Goal 1: Summarize the court opinion below in exactly two sentences.

####################

It is also insisted that the motion for a new trial should have been granted because the verdict split the claim in half, without evidence to support it, and is said evidently to be a compromise. There was no proof offered on that contention, if any were admissible.
In order for a verdict to be set aside because it is a compromise, it should appear that some of the jurors "surrendered their conscientious convictions as to some material issues or right of recovery in return for certain concessions by the other jurors on another issue". 89 C.J.S. Trial, § 472, p. 112. And "where the verdict which the jury returns cannot be justified upon any reasonable hypothesis presented by the evidence, it ought obviously to be set aside. Neither the court nor jury have the right to arbitrate or compromise differences between the parties". Holcombe & Bowden v. Reynolds, 200 Ala. 190, 75 So. 938; Metropolitan Life Ins. Co. v. Ray, 28 Ala.App. 357, 184 So. 282.
We are unable to say that the jury did not give due consideration to the amount of the controversy, and did not fix the damages upon a consideration of the merits of the respective contentions.
The foregoing opinion was prepared by FOSTER, Supernumerary Justice of this Court, while serving on it at the request of the Chief Justice under authority of Title 13, section 32, Code, and was adopted by the Court as its opinion.
Reversed and remanded.
LIVINGSTON, C. J., and SIMPSON, GOODWYN and MAYFIELD, JJ., concur.

####################

Goal 2: Determine how many lines of the records contain the word "every", counting only matches with the same case, and reply with the number alone.

Provided material:

####################

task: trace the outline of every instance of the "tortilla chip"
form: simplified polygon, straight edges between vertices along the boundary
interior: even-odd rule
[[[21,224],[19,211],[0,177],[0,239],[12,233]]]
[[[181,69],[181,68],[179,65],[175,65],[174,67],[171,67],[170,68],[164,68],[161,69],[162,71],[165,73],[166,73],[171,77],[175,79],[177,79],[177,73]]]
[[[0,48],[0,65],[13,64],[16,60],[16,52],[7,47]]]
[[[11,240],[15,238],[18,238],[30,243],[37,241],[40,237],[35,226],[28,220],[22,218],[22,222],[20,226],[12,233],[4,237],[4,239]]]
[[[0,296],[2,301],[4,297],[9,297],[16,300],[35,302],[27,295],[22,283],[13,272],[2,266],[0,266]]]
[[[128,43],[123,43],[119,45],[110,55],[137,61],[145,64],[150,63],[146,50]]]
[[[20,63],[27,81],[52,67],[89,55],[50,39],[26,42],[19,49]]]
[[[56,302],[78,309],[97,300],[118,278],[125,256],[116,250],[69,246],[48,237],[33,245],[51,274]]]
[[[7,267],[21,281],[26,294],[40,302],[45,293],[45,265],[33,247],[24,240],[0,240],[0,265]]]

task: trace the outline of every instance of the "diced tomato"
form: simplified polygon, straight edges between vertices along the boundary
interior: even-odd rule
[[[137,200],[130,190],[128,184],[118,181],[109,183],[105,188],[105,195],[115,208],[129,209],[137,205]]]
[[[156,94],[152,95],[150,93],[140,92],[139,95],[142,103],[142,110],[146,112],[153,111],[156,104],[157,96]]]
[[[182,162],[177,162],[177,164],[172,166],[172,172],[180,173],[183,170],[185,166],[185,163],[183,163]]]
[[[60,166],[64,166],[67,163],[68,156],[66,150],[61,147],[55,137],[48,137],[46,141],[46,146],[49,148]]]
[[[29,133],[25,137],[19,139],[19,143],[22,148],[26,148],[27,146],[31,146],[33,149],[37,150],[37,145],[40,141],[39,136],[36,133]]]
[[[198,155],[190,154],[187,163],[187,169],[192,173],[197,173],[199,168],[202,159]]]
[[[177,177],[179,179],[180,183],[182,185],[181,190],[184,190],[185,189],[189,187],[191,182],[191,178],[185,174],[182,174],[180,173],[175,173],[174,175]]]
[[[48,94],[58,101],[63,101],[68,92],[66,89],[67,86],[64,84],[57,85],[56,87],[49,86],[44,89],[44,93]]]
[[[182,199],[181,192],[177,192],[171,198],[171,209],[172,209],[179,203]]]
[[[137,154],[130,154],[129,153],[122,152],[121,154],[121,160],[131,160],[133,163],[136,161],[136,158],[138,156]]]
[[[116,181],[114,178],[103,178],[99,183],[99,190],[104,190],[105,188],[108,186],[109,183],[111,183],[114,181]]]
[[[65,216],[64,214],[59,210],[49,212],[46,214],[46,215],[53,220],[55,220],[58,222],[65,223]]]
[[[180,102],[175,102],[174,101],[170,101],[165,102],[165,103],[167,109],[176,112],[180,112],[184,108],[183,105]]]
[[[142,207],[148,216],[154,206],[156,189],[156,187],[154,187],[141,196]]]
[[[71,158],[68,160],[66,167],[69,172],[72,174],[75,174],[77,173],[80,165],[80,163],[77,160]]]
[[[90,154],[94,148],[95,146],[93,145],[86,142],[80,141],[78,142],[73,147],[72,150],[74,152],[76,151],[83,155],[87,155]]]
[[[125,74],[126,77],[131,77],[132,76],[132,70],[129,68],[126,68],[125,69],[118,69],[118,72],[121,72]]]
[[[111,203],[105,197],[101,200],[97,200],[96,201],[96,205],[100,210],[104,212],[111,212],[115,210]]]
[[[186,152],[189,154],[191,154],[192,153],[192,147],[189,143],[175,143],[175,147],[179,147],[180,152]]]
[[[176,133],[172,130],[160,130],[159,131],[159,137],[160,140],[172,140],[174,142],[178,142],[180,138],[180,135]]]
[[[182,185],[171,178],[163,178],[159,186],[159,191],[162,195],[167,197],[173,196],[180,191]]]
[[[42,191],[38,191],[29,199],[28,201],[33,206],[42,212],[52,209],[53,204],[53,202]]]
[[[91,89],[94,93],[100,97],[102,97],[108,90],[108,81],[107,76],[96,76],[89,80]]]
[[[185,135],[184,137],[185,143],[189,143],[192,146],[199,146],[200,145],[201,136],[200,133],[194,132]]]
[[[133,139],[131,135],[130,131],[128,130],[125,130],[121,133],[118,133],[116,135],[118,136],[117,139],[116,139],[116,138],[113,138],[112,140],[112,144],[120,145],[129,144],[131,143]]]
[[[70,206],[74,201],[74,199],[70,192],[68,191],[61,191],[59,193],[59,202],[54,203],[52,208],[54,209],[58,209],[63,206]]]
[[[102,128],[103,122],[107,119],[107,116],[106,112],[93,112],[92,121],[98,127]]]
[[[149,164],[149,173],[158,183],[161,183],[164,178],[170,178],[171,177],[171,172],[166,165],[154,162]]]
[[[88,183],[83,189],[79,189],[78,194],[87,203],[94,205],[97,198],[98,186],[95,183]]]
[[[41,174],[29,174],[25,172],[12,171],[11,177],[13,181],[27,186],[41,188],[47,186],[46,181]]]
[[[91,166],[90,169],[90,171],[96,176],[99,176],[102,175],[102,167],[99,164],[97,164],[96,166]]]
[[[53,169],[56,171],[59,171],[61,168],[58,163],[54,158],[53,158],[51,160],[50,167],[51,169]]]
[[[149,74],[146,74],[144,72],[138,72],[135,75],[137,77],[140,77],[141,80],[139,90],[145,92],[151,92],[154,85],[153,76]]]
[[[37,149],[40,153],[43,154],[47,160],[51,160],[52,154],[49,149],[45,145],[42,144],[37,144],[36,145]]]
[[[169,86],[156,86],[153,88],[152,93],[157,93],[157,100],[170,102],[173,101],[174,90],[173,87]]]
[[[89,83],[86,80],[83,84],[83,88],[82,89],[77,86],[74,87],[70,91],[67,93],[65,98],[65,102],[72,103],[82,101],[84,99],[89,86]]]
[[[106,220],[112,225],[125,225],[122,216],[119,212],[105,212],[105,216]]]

####################

Written reply 1: The court considers the argument that a new trial should have been granted because the verdict split the claim in half without supporting evidence and was a compromise, and it notes that no proof was offered on that point. It explains that a compromise verdict is set aside when jurors surrendered their conscientious convictions, finds that it cannot say the jury failed to weigh the merits of the respective contentions, and concludes with "Reversed and remanded."

Written reply 2: 2